[CONSIGNE 1]
D'après le passage fourni, en quelle qualité madame Lyse X... a-t-elle été embauchée par le contrat de travail du 1er novembre 2007 ?
[CONSIGNE 2]
Extrayez du passage fourni, sans la moindre modification, le segment qui commence par « Le 15 mai 2008 » et se termine par « 1 500 euros. ».

[PASSAGE FOURNI]
'''
Le 15 mai 2008 madame Lyse X...a saisi le conseil de prud'hommes d'Angers d'une action tendant à faire juger le licenciement abusif et condamner la société ANPHI à lui payer la somme de 11 250 euros outre une indemnité de procédure de 1 500 euros.
Par jugement du 10 mai 2010 le conseil de prud'hommes d'Angers a jugé que le licenciement avait un caractère abusif et a condamné la société ANPHI à payer à madame Lyse X...la somme de 9 500 euros à titre de dommages et intérêts pour licenciement sans cause réelle et sérieuse outre 1 500 euros en application des dispositions de l'article 700 du code de procédure civile.
la société ANPHI a relevé appel de ce jugement.
MOYENS ET PRETENTIONS DES PARTIES
Par conclusions reprises oralement à l'audience sans ajouts ni retraits, la société ANPHI demande à la cour de juger que le licenciement repose sur une cause réelle et sérieuse et de condamner madame Lyse X...à lui payer 2 500 euros en application des dispositions de l'article 700 du code de procédure civile ; à titre subsidiaire elle demande à la cour de réduire le montant de l'indemnité susceptible de lui être allouée en tenant compte de l'absence de tout préjudice démontré et de la faible ancienneté de la salariée dans l'entreprise.
Par conclusions reprises oralement à l'audience sans ajouts ni retraits, madame Lyse X...demande à la cour de confirmer le jugement et de condamner la société ANPHI à lui payer 2 000 euros en application des dispositions de l'article 700 du code de procédure civile.
MOTIFS DE LA DECISION
Le contrat de travail du 1er novembre 2007, par lequel madame Lyse X...a été embauchée en qualité de manager de salon a été transféré à la société ANPHI le 1er janvier 2008 par suite de l'achat du fonds de commerce par cette société.
Le licenciement pour motif économique de madame Lyse X...est motivé par la nécessité de réorganiser l'entreprise afin de sauvegarder sa compétitivité.
Si la réorganisation de l'entreprise destinée à sauvegarder la compétitivité n'implique pas l'existence de difficultés économiques actuelles et peut, légitimement, être mise en oeuvre dans le cadre d'une gestion prévisionnelle pour anticiper les risques de difficultés à venir, elle doit être nécessaire à la sauvegarde de la compétitivité et s'inscrire dans la perspective des difficultés à venir, pour constituer un motif légitime de licenciement pour motif économique.
'''
Enregistrements de données:
'''
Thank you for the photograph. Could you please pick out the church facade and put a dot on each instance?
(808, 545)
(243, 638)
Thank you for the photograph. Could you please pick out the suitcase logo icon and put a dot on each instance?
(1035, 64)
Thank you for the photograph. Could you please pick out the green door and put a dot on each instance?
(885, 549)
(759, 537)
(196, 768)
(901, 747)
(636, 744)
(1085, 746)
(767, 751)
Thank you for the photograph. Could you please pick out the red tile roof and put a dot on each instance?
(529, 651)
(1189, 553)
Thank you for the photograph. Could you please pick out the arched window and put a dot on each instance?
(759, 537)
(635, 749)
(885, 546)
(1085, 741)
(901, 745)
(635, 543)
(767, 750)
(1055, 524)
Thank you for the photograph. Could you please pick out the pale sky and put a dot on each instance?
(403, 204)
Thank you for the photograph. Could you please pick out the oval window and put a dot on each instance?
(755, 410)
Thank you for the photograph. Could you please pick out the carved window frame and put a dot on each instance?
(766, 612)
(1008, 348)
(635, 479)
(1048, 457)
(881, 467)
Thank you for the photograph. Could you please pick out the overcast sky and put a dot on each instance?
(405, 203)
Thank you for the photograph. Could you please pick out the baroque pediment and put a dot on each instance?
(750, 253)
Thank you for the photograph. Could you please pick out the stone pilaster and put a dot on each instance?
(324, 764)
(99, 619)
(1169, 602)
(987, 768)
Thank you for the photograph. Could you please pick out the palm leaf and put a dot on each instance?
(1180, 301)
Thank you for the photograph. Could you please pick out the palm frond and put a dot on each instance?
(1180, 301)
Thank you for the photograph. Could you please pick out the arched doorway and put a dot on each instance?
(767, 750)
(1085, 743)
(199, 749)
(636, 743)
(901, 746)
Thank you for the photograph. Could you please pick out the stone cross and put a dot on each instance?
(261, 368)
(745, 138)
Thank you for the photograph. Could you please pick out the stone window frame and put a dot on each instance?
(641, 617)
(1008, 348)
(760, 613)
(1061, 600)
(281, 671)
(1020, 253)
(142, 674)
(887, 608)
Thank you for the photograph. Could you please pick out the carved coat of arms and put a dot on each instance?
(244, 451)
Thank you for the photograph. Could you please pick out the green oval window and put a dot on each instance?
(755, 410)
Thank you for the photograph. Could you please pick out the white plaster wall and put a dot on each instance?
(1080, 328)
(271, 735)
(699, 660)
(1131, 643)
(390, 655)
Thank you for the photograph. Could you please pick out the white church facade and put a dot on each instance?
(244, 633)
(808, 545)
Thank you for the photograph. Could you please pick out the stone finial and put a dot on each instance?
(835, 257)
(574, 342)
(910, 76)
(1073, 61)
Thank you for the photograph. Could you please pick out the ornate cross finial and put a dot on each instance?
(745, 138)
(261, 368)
'''
[RÉSULTAT 1]
En qualité de manager de salon.

[RÉSULTAT 2]
Le 15 mai 2008 madame Lyse X...a saisi le conseil de prud'hommes d'Angers d'une action tendant à faire juger le licenciement abusif et condamner la société ANPHI à lui payer la somme de 11 250 euros outre une indemnité de procédure de 1 500 euros.